Brief
Images in the data are to be skipped, while every line is restated exactly as written.

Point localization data
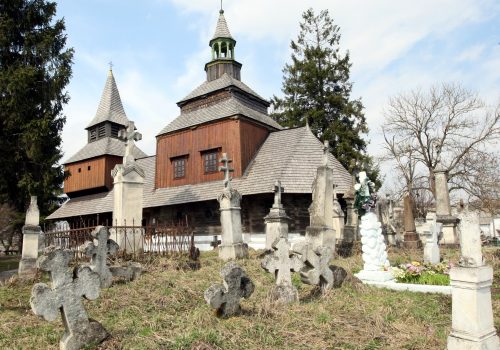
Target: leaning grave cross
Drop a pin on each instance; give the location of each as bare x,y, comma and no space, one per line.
280,263
316,270
98,254
64,297
226,298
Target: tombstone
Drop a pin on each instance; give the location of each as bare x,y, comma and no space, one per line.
316,269
65,298
470,238
321,232
226,298
411,237
280,262
128,187
375,261
232,246
99,253
472,324
431,248
443,208
277,220
31,235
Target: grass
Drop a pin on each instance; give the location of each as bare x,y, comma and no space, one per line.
165,309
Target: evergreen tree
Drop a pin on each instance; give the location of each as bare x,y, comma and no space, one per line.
35,68
317,90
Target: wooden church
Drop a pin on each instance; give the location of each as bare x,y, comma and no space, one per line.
222,115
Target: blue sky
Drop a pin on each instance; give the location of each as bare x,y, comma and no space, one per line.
159,48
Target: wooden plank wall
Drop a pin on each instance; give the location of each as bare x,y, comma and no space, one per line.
99,174
225,135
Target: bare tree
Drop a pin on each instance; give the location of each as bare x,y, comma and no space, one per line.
448,125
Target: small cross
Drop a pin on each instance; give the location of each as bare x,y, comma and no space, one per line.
326,149
226,298
278,190
98,254
226,169
64,298
129,136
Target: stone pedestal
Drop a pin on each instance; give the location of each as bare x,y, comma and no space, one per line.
277,220
232,246
411,238
374,250
127,209
31,235
472,316
443,208
321,232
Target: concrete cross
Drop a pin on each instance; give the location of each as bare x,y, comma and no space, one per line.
316,270
65,297
98,254
226,298
278,190
281,262
226,169
326,150
129,136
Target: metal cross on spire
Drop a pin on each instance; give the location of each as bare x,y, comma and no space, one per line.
226,169
326,150
129,136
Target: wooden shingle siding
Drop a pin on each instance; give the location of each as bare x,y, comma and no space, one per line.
98,176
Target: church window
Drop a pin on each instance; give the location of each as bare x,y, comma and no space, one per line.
210,161
179,166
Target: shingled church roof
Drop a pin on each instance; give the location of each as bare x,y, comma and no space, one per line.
291,156
111,107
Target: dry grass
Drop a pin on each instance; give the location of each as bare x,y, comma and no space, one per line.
164,309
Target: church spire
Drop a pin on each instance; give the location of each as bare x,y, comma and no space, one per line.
222,46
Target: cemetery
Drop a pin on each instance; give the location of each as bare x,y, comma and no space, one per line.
241,233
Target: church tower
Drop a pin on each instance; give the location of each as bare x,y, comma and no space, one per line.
222,45
90,168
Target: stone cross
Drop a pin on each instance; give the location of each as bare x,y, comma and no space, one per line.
316,270
64,297
326,149
226,298
226,169
278,190
129,136
98,254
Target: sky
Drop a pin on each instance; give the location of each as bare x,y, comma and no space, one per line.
158,49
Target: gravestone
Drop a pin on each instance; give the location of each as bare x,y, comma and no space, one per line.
277,220
376,264
128,188
443,208
431,248
99,253
472,324
280,263
31,235
232,246
226,298
68,287
321,232
411,238
316,269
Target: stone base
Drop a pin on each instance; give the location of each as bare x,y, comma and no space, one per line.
284,294
377,276
412,241
27,267
472,324
462,341
321,236
234,251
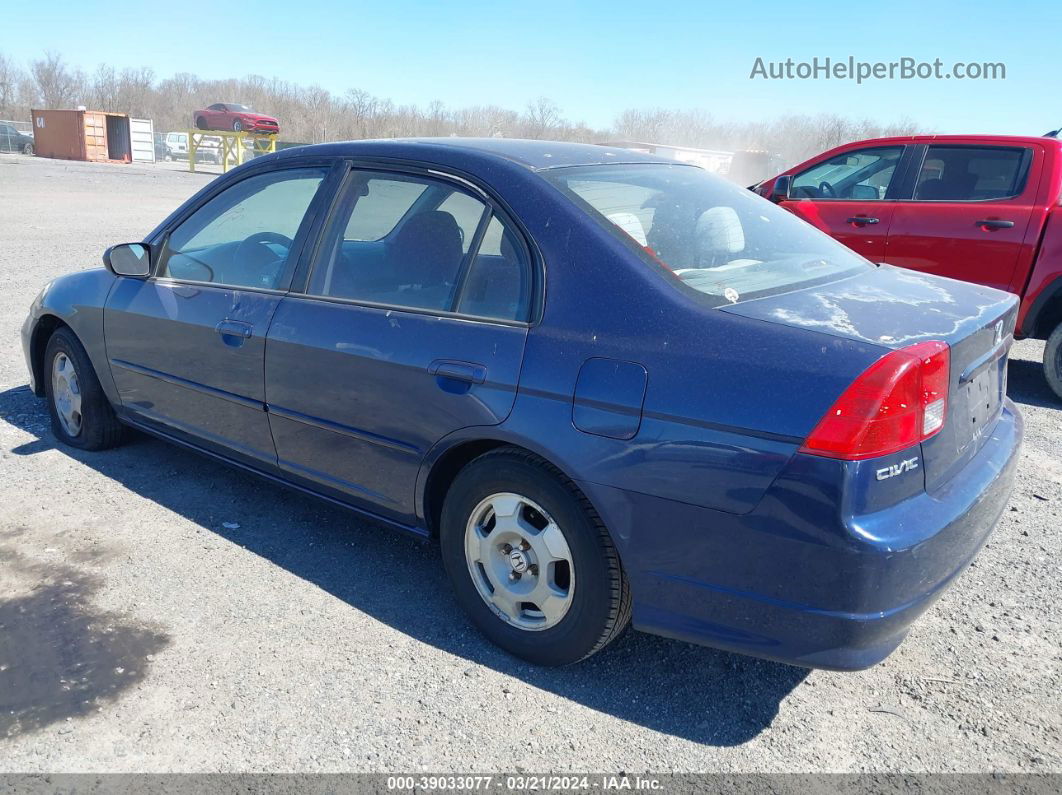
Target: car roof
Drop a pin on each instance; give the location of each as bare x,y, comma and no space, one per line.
993,139
531,154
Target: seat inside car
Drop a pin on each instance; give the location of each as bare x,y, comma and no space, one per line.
495,282
418,269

Exercise output
Target: leaning grave cross
Drop a pin on each instance; give the location of each as bare x,y, comma and no space, one per line.
280,263
316,270
98,254
64,297
226,298
Target: tombstone
Drop a pin on each instance; give the location of each as bare x,y, comma and no space, one per line.
316,269
65,298
470,238
321,232
226,298
411,237
280,262
128,187
375,261
232,246
99,253
472,324
431,248
443,208
277,220
31,235
Target: grass
Drop a pin on each instance; give the location of each as bare x,y, comma and no space, one per line.
165,309
Target: evergreen tree
Drop a pin on each instance; give the location of each as bare x,y, comma and no space, one per line.
35,68
317,90
Target: wooden church
Drop a pin on each instance; give the location of each as bare x,y, comma and no space, one per line.
222,115
Target: blue sky
Drop a pin on each instance; give the location of each as bare x,y, comma and no space, one per line.
159,48
Target: wooden plank wall
Drop a pin on each instance; give the location of each as bare x,y, comma and no space, one per line.
99,174
225,135
Target: bare tree
Drop a pin on each instance; give the location of each as bare x,y, comma and no space, one per line.
448,125
Target: small cross
Drop a pin on each instance; give the location of each as bare x,y, comma and no space, one per line.
326,149
226,298
278,190
98,254
226,169
64,298
129,136
Target: stone pedestal
Drop a pin on each instance; give the location of each as bare x,y, comma and no space, one per line.
277,220
232,246
411,238
374,250
127,209
31,235
472,316
443,208
321,232
Target: concrete cross
Drop a pin on each instance; give the location of each as bare x,y, comma and no space, one per line.
316,270
65,297
98,254
226,298
278,190
281,262
226,169
326,150
129,136
Target: metal cross on spire
Drop a pin on each instance; give the location of each as bare x,y, comma and no space, one per line.
226,169
326,150
129,136
Target: wooden shingle siding
Drop a pin on each instance; give the location of each as bare x,y, comma and no space, one per line.
98,176
Target: church window
Drop a pin on each instance; give the location of each as bare x,y, comma and no space, one per line.
210,161
179,166
Target: shingled church roof
Drop a pin on each instance; give the location of each as bare x,y, comma and no space, one per line.
291,156
111,107
Target: dry grass
Drop a pin on each instance; give the location of each as bare x,y, comma and no space, one per line.
164,309
Target: church spire
Drop a pin on each instance; give the location of each as bare x,y, comma and no space, one per line.
222,46
Target: cemetery
Drop a pin on each instance; give the location of each as bare x,y, comma and no space, one per line.
241,233
Target: church tower
Drop a pin on each instance; give the location of each as bare x,y, comma and no space, one per line.
222,45
90,168
Target: stone cross
Drop a pin on each instance; give the location of each as bare x,y, comma and no space, one per line.
316,270
64,297
326,149
226,298
226,169
278,190
129,136
98,254
Target: sky
Drop a pin on each instance; give the location of each as bare x,y, comma and no space, one per line.
158,49
Target: gravestone
Drop a pin on each instance; give the location of each as bare x,y, comma and no space, one per line.
277,220
376,264
128,188
443,208
431,248
99,253
472,324
280,263
31,235
232,246
226,298
68,287
321,232
411,238
316,269
Target: stone base
Drop a pin on each instance; give the location of each as bare x,y, comma and no space, one per line.
284,294
377,276
412,241
27,267
472,324
462,341
321,236
234,251
Target: car roof
Drop a pin on each instance; give the location of each as bare x,y, comma and no space, one per line.
993,139
531,154
Target: seat inside car
Drop a pin on each instance; give the location of each as bare x,y, comma and no space, one per line.
495,282
418,269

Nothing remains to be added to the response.